Data under study below:
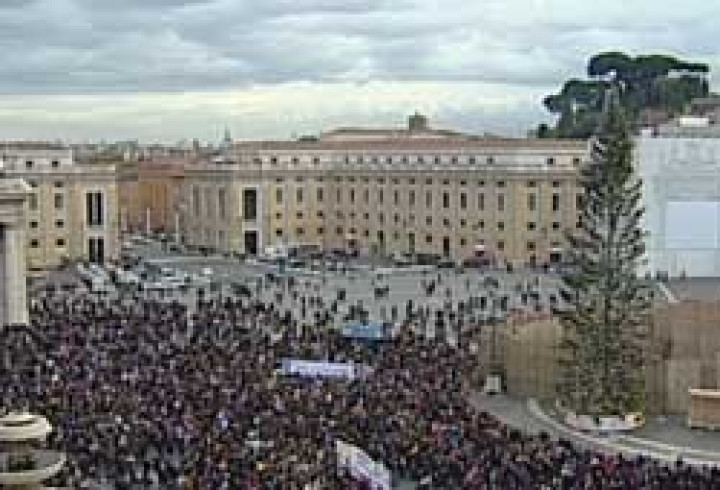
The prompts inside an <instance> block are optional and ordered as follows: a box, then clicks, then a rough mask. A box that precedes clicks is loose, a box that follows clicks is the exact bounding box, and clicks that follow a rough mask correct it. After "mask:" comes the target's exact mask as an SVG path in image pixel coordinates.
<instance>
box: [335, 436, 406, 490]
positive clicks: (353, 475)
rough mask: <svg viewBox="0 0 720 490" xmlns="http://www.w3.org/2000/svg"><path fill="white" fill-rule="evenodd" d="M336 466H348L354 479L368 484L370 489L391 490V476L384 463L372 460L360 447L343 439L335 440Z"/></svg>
mask: <svg viewBox="0 0 720 490" xmlns="http://www.w3.org/2000/svg"><path fill="white" fill-rule="evenodd" d="M335 450H336V452H337V460H338V467H340V468H348V469H349V470H350V475H351V476H352V477H353V478H355V479H356V480H362V481H365V482H368V483H369V484H370V488H371V489H372V490H391V482H392V477H391V474H390V471H389V470H388V469H387V468H386V467H385V465H384V464H382V463H380V462H378V461H374V460H373V459H372V458H371V457H370V456H368V455H367V453H365V451H363V450H362V449H360V448H359V447H357V446H353V445H352V444H348V443H346V442H343V441H335Z"/></svg>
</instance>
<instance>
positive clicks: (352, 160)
mask: <svg viewBox="0 0 720 490" xmlns="http://www.w3.org/2000/svg"><path fill="white" fill-rule="evenodd" d="M254 161H255V163H256V164H261V163H262V161H263V160H262V159H261V158H256V159H255V160H254ZM267 161H269V162H270V164H271V165H277V164H279V163H280V159H279V158H278V157H276V156H271V157H270V158H269V159H268V160H267ZM342 161H343V162H344V163H345V164H346V165H349V164H351V163H359V164H363V163H372V164H379V163H386V164H389V165H392V164H393V163H398V162H399V163H403V164H409V163H419V164H424V163H433V164H435V165H441V164H443V163H450V164H452V165H457V164H467V165H476V164H479V163H481V162H484V163H485V164H486V165H494V164H495V163H496V160H495V157H494V156H482V157H481V156H476V155H469V156H460V155H451V156H449V157H442V156H439V155H436V156H433V157H429V158H426V157H425V156H423V155H412V156H410V155H402V156H399V157H392V156H370V157H366V156H364V155H354V156H353V155H345V156H344V157H343V159H342ZM572 161H573V165H579V164H580V157H574V158H573V160H572ZM310 162H312V164H313V165H319V164H320V157H312V158H311V159H310ZM544 162H545V164H546V165H555V163H556V159H555V157H546V158H545V160H544ZM290 163H291V164H293V165H298V164H299V163H300V157H296V156H294V157H291V158H290Z"/></svg>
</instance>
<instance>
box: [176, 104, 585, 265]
mask: <svg viewBox="0 0 720 490" xmlns="http://www.w3.org/2000/svg"><path fill="white" fill-rule="evenodd" d="M586 156H587V143H586V142H584V141H572V140H545V139H542V140H541V139H510V138H497V137H477V136H472V135H465V134H461V133H456V132H452V131H440V130H433V129H430V128H429V127H428V126H427V121H426V120H425V119H424V118H423V117H422V116H418V115H415V116H413V117H411V118H410V124H409V125H408V128H407V129H390V130H384V129H353V128H345V129H339V130H335V131H331V132H328V133H324V134H321V135H320V136H319V137H318V138H302V139H300V140H297V141H255V142H243V143H236V144H234V145H232V147H231V148H230V149H229V150H228V151H226V152H225V153H224V154H223V155H222V156H218V157H215V158H214V159H206V160H204V161H202V162H199V163H196V164H193V165H188V166H187V168H186V170H185V179H184V191H183V196H184V202H183V203H181V205H180V207H181V209H182V210H183V213H182V219H181V221H182V229H183V238H184V240H185V241H186V242H187V243H189V244H192V245H197V246H206V247H209V248H213V249H217V250H220V251H226V252H230V251H237V252H241V253H247V254H254V253H258V252H260V251H262V250H263V249H265V248H266V247H268V246H276V245H283V244H308V245H316V246H318V247H320V248H322V249H325V250H327V249H343V250H357V251H359V252H360V253H380V254H390V253H393V252H409V253H432V254H437V255H441V256H446V257H450V258H454V259H463V258H467V257H470V256H473V255H476V254H485V255H486V256H492V257H495V258H496V259H498V260H499V261H508V262H514V263H525V262H533V261H535V262H538V263H540V262H545V261H554V260H560V259H561V256H562V248H563V245H564V243H563V242H564V231H565V230H566V229H568V228H573V227H575V226H576V224H577V219H578V217H577V210H576V203H577V194H578V187H577V183H576V178H577V167H578V166H579V164H580V163H581V162H582V161H583V159H584V158H586Z"/></svg>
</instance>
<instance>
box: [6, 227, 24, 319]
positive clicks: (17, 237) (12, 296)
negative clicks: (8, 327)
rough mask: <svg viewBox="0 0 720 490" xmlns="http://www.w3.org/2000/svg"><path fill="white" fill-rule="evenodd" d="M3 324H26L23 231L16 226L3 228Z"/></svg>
mask: <svg viewBox="0 0 720 490" xmlns="http://www.w3.org/2000/svg"><path fill="white" fill-rule="evenodd" d="M4 238H5V257H3V258H4V261H5V304H6V305H7V310H6V311H5V312H4V314H5V318H4V319H3V320H4V322H5V324H8V323H16V324H23V325H25V324H27V323H28V320H29V318H28V307H27V287H26V281H27V278H26V271H27V268H26V264H25V230H24V229H23V228H21V227H20V226H18V225H13V226H5V237H4Z"/></svg>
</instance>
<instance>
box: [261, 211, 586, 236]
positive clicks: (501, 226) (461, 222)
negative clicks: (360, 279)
mask: <svg viewBox="0 0 720 490" xmlns="http://www.w3.org/2000/svg"><path fill="white" fill-rule="evenodd" d="M295 216H296V218H297V219H303V216H304V215H303V213H300V212H298V213H296V215H295ZM323 217H324V215H323V213H322V212H321V211H319V212H318V218H323ZM337 217H338V219H343V218H344V216H343V215H342V214H338V216H337ZM355 217H356V216H355V213H350V215H349V219H355ZM275 219H276V220H281V219H282V213H275ZM363 219H364V220H365V221H367V220H369V219H370V215H369V214H368V213H364V215H363ZM393 221H394V223H395V224H400V216H399V215H397V214H395V215H393ZM378 222H379V223H380V224H384V223H385V215H384V214H379V215H378ZM442 223H443V226H444V227H445V228H450V227H451V224H450V220H449V219H448V218H443V220H442ZM414 224H415V216H414V215H410V217H409V219H408V220H402V225H403V226H408V225H414ZM432 224H433V220H432V216H426V217H425V225H427V226H432ZM459 224H460V228H466V227H467V226H468V222H467V220H465V219H461V220H459ZM551 226H552V229H553V231H559V230H560V229H561V228H562V225H561V224H560V222H559V221H553V222H552V225H551ZM576 226H577V227H578V228H579V227H580V225H576ZM473 229H476V230H484V229H485V220H480V221H478V222H477V223H476V224H475V225H473ZM537 229H538V228H537V223H536V222H535V221H528V222H527V231H537ZM497 230H498V231H505V222H504V221H498V222H497Z"/></svg>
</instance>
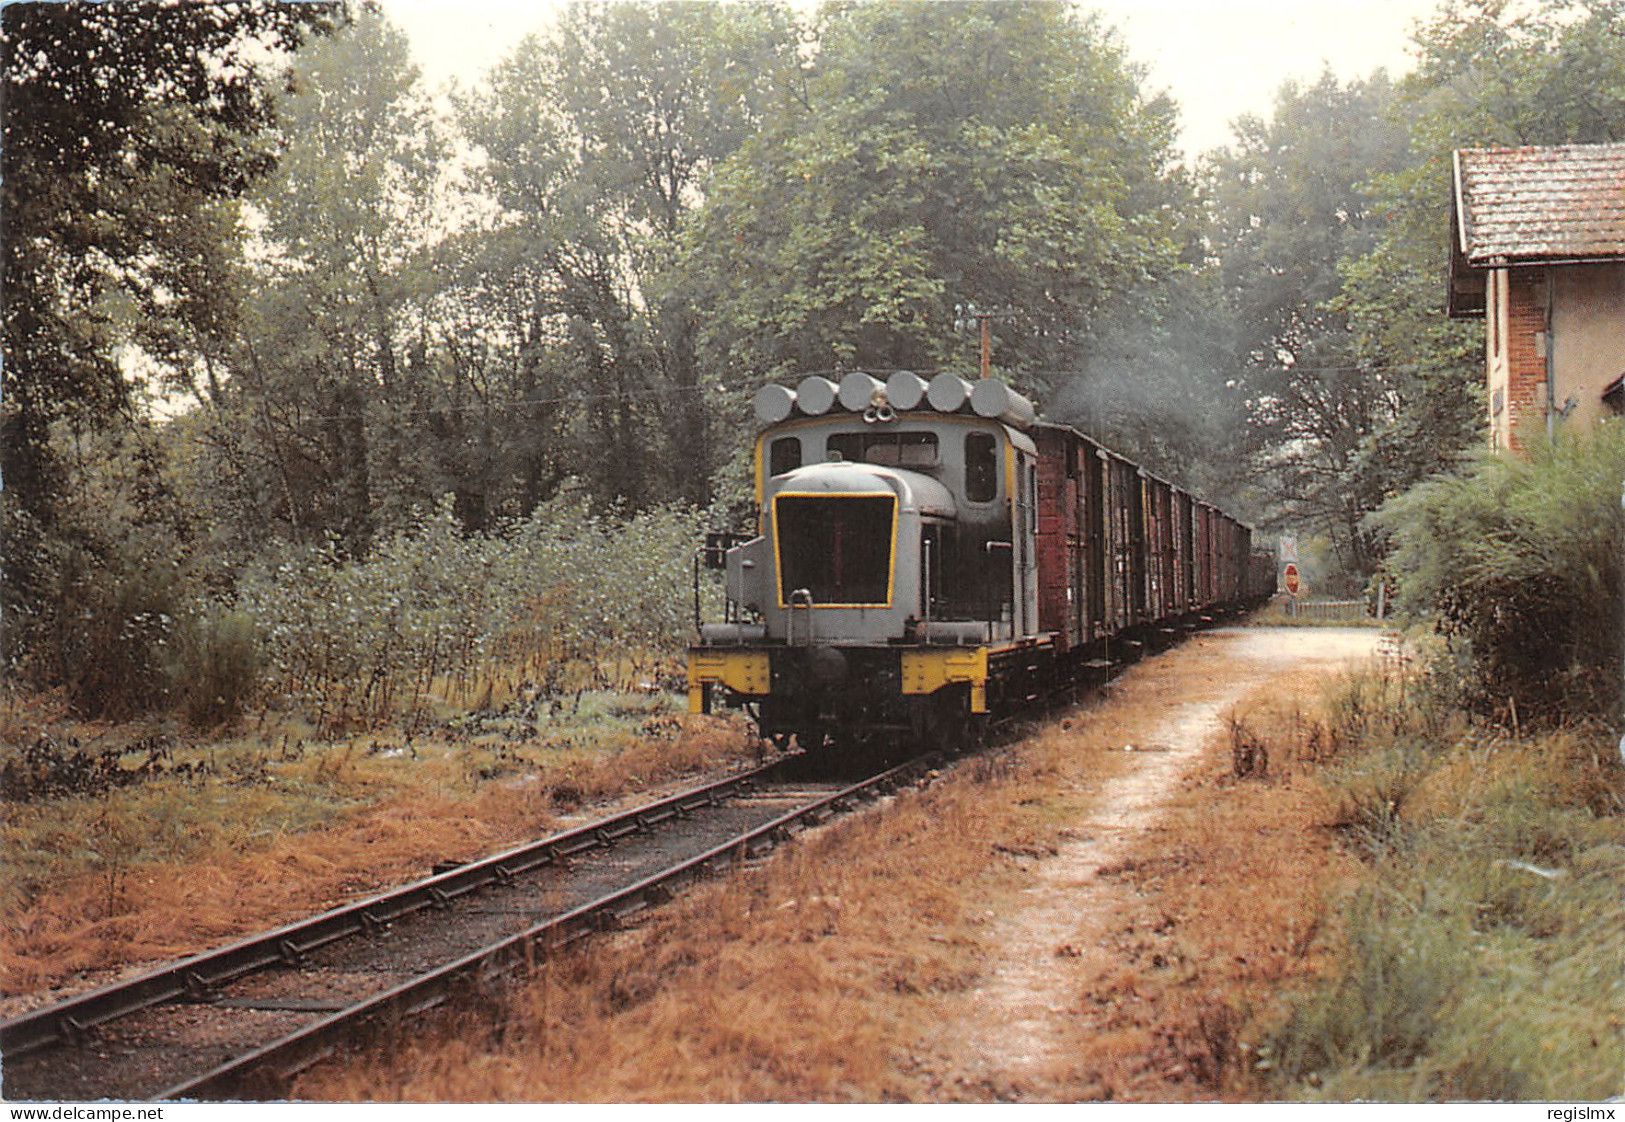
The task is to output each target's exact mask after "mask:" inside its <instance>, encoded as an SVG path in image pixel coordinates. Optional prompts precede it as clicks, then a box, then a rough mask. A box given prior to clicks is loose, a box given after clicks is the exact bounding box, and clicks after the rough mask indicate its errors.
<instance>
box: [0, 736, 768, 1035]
mask: <svg viewBox="0 0 1625 1122" xmlns="http://www.w3.org/2000/svg"><path fill="white" fill-rule="evenodd" d="M782 763H783V761H782V759H777V761H773V763H769V764H764V766H760V768H754V769H751V771H744V772H739V774H736V776H728V777H725V779H720V781H715V782H710V784H704V785H700V787H692V789H689V790H682V792H678V794H676V795H668V797H666V798H658V800H655V802H650V803H643V805H640V807H635V808H632V810H627V811H622V813H617V815H611V816H608V818H604V820H600V821H593V823H587V824H585V826H578V828H574V829H567V831H562V833H559V834H552V836H549V837H543V839H539V841H533V842H525V844H523V846H517V847H513V849H509V850H505V852H500V854H496V855H492V857H484V859H478V860H473V862H468V863H465V865H458V867H457V868H450V870H445V872H442V873H437V875H434V876H427V878H424V880H419V881H414V883H411V885H406V886H403V888H395V889H390V891H385V893H380V894H377V896H371V898H367V899H362V901H358V902H354V904H345V906H341V907H335V909H332V911H327V912H322V914H319V915H314V917H310V919H304V920H299V922H294V924H289V925H286V927H280V928H276V930H271V932H265V933H260V935H252V937H249V938H244V940H239V942H236V943H229V945H226V946H219V948H215V950H211V951H203V953H200V955H193V956H190V958H185V959H180V961H177V963H171V964H167V966H163V968H159V969H156V971H151V972H146V974H141V976H138V977H133V979H127V981H122V982H114V984H111V985H104V987H101V989H96V990H91V992H88V994H81V995H78V997H72V998H68V1000H65V1002H58V1003H54V1005H45V1007H41V1008H37V1010H31V1011H28V1013H21V1015H18V1016H15V1018H10V1020H6V1021H0V1057H5V1059H16V1057H21V1055H28V1054H31V1052H37V1050H41V1049H49V1047H57V1046H65V1044H75V1042H80V1041H83V1039H86V1037H88V1036H89V1033H91V1029H94V1028H96V1026H98V1024H106V1023H107V1021H112V1020H117V1018H120V1016H127V1015H130V1013H137V1011H140V1010H145V1008H150V1007H153V1005H163V1003H166V1002H176V1000H206V998H208V995H210V994H211V992H213V990H215V989H216V987H218V985H223V984H226V982H231V981H236V979H239V977H244V976H247V974H252V972H255V971H263V969H270V968H273V966H289V964H293V966H296V964H299V963H301V961H302V959H304V956H306V955H309V953H310V951H314V950H319V948H322V946H328V945H330V943H336V942H340V940H345V938H353V937H358V935H367V933H372V932H377V930H382V928H384V927H385V925H388V924H392V922H395V920H398V919H403V917H406V915H413V914H416V912H421V911H424V909H429V907H445V906H447V904H448V902H450V901H452V899H457V898H458V896H465V894H468V893H473V891H478V889H481V888H486V886H487V885H492V883H505V881H509V880H512V878H513V876H518V875H522V873H526V872H530V870H533V868H541V867H544V865H551V863H556V862H559V860H562V859H565V857H570V855H575V854H580V852H585V850H590V849H598V847H603V846H609V844H613V842H614V841H616V839H619V837H626V836H627V834H634V833H640V831H645V829H648V828H650V826H655V824H658V823H663V821H668V820H671V818H681V816H686V815H689V813H692V811H694V810H697V808H700V807H705V805H710V803H717V802H720V800H721V798H725V797H726V795H728V794H731V792H733V790H736V789H739V787H747V785H751V784H754V782H757V781H760V779H762V777H765V776H767V774H769V772H772V771H773V769H777V768H780V766H782Z"/></svg>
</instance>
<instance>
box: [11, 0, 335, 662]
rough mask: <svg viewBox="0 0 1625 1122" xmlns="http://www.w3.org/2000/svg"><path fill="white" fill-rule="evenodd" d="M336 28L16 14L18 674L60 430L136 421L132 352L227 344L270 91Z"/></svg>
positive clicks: (54, 497)
mask: <svg viewBox="0 0 1625 1122" xmlns="http://www.w3.org/2000/svg"><path fill="white" fill-rule="evenodd" d="M336 13H338V10H336V8H335V7H333V5H307V3H263V2H258V3H236V5H200V3H159V2H146V0H140V2H133V3H119V5H85V3H16V5H6V7H5V8H3V10H0V65H3V70H5V98H3V107H5V109H3V112H5V143H3V146H0V221H3V237H0V270H3V275H0V285H3V289H5V314H3V330H5V407H3V413H0V475H3V480H5V493H3V514H5V525H3V528H5V538H6V546H5V558H6V572H5V577H6V579H5V607H6V624H8V626H6V633H5V639H3V647H5V649H3V655H5V657H8V659H15V657H18V655H20V654H21V652H23V649H24V647H26V644H28V636H29V633H31V631H32V628H34V623H31V621H37V618H39V615H41V613H42V611H47V610H49V608H47V605H45V603H44V598H45V595H47V589H45V584H47V581H49V577H50V574H49V571H45V569H44V568H42V550H44V548H45V545H47V543H49V541H50V538H52V535H55V533H57V532H58V512H60V509H62V504H60V502H58V498H60V493H62V488H63V481H65V470H67V468H65V465H63V462H62V457H60V452H58V447H57V444H55V429H57V426H58V424H68V426H73V428H75V429H94V428H99V426H106V424H111V423H117V421H119V418H122V416H125V415H127V411H128V405H130V390H132V384H130V377H128V374H127V369H125V366H124V364H122V363H120V359H119V353H117V348H119V345H120V343H125V341H137V343H140V345H143V346H146V348H150V350H151V351H154V353H158V354H159V356H172V354H174V353H176V351H177V350H179V348H182V346H185V343H187V340H190V338H193V337H202V335H218V333H219V332H221V330H223V325H224V324H226V322H228V320H229V317H231V314H232V309H231V302H229V294H231V291H232V289H231V286H229V285H221V283H219V276H221V272H223V268H221V260H223V250H221V242H223V239H224V231H228V229H229V226H231V210H229V203H231V200H234V198H237V197H239V195H242V192H244V190H245V189H247V187H249V185H250V184H252V182H254V179H257V177H258V176H263V174H265V172H267V171H268V169H270V166H271V163H273V153H271V150H270V146H268V143H267V125H268V124H270V120H271V98H270V93H268V89H267V85H265V76H267V72H268V70H270V68H273V67H275V60H276V59H278V55H280V52H284V50H288V49H291V47H294V46H296V44H297V42H299V41H301V39H302V36H304V34H306V33H309V31H310V29H312V28H325V26H328V24H330V23H332V21H333V20H335V18H336Z"/></svg>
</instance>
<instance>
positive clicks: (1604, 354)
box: [1449, 143, 1625, 450]
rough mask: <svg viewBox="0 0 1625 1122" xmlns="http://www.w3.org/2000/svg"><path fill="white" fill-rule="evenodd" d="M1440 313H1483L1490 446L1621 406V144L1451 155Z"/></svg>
mask: <svg viewBox="0 0 1625 1122" xmlns="http://www.w3.org/2000/svg"><path fill="white" fill-rule="evenodd" d="M1454 171H1456V182H1454V192H1453V194H1454V207H1453V208H1451V246H1449V314H1451V315H1456V317H1474V315H1484V317H1485V367H1487V384H1488V415H1490V442H1492V446H1493V447H1498V449H1511V450H1518V449H1524V447H1529V444H1531V442H1532V441H1550V439H1553V437H1555V434H1557V429H1558V428H1560V426H1563V424H1594V423H1596V421H1597V420H1599V418H1601V416H1605V415H1609V413H1610V411H1615V413H1617V411H1620V407H1625V390H1622V374H1625V143H1610V145H1560V146H1552V148H1461V150H1458V151H1456V164H1454Z"/></svg>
End of Data under study.
• **Work instructions**
Copy out every line from the data above that has "exact" in it.

• **Output of the task**
The prompts inside an <instance> block are optional and ordered as follows: a box, then clicks, then a rough mask. A box that precedes clicks is loose, a box that follows clicks is the exact bounding box, and clicks that follow a rough mask correct it. After "mask:" comes the target's exact mask as an SVG path in image pixel coordinates.
The task is to output each target's exact mask after "mask:" inside its <instance>, encoded as an SVG path in image pixel coordinates. Optional prompts precede it as clicks, then a box, then a rough mask. A box given prior to clicks is loose, a box given after clicks is the exact bounding box, and clicks after the rough mask indicate its errors.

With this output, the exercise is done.